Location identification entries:

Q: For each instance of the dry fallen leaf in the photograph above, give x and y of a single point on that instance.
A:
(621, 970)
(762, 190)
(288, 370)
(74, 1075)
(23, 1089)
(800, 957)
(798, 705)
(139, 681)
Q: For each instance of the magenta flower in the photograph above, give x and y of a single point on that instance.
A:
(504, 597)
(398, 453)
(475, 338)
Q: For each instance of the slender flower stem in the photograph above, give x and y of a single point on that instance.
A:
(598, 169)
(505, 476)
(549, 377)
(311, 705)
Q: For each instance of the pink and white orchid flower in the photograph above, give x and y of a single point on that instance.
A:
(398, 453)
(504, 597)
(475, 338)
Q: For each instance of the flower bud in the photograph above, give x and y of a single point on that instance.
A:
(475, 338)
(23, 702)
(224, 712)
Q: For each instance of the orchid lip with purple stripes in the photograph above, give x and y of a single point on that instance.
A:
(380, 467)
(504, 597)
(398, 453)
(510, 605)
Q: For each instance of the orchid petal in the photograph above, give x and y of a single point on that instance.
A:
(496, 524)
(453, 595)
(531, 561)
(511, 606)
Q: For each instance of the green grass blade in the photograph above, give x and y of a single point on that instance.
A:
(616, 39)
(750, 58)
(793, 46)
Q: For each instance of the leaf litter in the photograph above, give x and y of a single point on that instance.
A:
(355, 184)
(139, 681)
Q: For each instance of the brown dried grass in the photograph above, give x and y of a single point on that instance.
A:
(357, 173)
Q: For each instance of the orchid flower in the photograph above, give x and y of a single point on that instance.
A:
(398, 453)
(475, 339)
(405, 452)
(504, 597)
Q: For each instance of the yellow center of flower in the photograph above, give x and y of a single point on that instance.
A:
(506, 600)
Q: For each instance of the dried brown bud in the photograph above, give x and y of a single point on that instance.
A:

* [Do this] Rewrite all of the items above as a numbered list, leaving out any blank lines.

* [Written response]
1. Q: For each instance of the dry fallen leaf in the photograph above, give x and y of a single point on that instance.
2. A:
3. (621, 970)
4. (762, 190)
5. (288, 370)
6. (74, 1075)
7. (23, 1089)
8. (800, 957)
9. (798, 705)
10. (139, 681)
11. Q: For each instance of the magenta flower in the photograph above, give x and y of a single point on that instance.
12. A:
13. (504, 597)
14. (398, 453)
15. (475, 338)
16. Q: For each instance of the slender flower stem in the photograph above, give x and y of a single point on that instance.
17. A:
18. (598, 169)
19. (505, 476)
20. (549, 377)
21. (311, 705)
22. Q: For each instance of the pink and white orchid flower in the photograph above, give x and y of a single point on that instance.
23. A:
24. (398, 453)
25. (504, 597)
26. (475, 338)
27. Q: For each instance of the flower bud in the photograph above, give x and y of a single point on that instance.
28. A:
29. (475, 338)
30. (23, 702)
31. (224, 712)
32. Q: For each instance of the orchid lip with purple stripes in the photograph above, give x and y of a single point on that instance.
33. A:
34. (380, 467)
35. (504, 597)
36. (398, 453)
37. (510, 605)
38. Q: For each instance of the orchid petal in the photograph above, give x and y of a single point on that instance.
39. A:
40. (496, 524)
41. (453, 595)
42. (531, 561)
43. (511, 606)
44. Q: For each instance of the green grass blade in the photograph above, give x and y of a single point on that instance.
45. A:
46. (616, 39)
47. (750, 58)
48. (793, 46)
49. Q: For each instance of the leaf litter in the photograph above, give x and y of a single point on that instance.
50. A:
51. (355, 184)
52. (139, 681)
53. Q: For each instance of the brown dried grass in the photograph above, give x and y of a single point on that instance.
54. A:
55. (357, 173)
56. Q: For each instance of the orchid flower in the photograph above, give x and y of a single point on that instance.
57. A:
58. (398, 453)
59. (475, 339)
60. (405, 452)
61. (504, 597)
62. Q: For each instance of the yellow center of flower in the photograph above, give x and y of a single point on that instance.
63. A:
64. (506, 600)
65. Q: For each instance of the dried brown bud in the photograph above, give x and y of a single point on that instance.
66. A:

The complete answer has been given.